§ Saved entries:
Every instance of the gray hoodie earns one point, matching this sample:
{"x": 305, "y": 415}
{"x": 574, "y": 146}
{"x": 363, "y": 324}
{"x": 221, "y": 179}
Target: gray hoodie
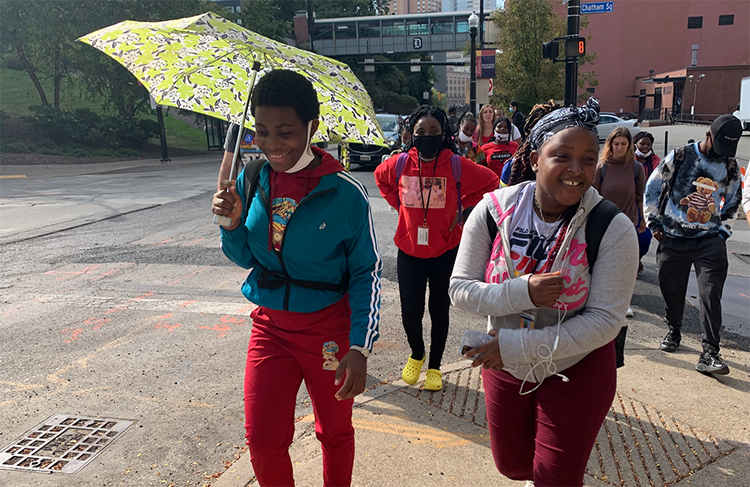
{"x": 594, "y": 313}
---
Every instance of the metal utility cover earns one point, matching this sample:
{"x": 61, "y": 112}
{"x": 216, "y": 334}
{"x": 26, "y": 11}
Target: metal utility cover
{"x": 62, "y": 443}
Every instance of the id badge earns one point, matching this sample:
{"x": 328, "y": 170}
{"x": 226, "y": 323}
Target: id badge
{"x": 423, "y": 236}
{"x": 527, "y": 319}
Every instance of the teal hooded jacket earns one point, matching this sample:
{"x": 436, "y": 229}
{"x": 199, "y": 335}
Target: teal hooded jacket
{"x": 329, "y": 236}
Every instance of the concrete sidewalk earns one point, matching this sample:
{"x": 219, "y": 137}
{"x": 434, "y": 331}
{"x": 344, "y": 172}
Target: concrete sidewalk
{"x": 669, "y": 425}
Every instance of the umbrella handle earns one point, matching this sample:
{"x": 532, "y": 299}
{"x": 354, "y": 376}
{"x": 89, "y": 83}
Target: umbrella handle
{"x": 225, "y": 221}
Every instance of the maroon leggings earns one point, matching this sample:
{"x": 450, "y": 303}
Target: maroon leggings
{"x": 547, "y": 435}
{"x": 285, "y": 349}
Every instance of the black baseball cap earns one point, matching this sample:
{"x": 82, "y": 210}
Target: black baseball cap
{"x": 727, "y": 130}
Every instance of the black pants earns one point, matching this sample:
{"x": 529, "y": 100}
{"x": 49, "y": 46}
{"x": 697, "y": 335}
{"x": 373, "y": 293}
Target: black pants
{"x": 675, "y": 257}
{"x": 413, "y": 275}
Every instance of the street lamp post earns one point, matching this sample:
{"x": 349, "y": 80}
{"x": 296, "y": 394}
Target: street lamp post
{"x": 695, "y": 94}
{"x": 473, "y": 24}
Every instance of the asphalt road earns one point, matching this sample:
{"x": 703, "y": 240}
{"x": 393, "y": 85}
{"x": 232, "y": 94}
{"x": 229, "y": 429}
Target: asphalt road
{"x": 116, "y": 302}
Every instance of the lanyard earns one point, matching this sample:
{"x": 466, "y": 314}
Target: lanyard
---
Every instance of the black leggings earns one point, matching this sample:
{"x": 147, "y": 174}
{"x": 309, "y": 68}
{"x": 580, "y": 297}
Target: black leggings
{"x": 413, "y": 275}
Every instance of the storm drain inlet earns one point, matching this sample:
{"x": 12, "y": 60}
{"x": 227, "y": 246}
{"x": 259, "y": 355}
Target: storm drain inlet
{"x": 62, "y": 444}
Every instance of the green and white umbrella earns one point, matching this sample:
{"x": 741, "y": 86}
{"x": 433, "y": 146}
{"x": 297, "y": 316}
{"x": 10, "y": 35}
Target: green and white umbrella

§ Aim of the task:
Find "green" in the data above. Report each line where it appears.

§ Your solution:
Every instance of the green and white umbrella earns one point, matching this sample:
Target: green and white umbrella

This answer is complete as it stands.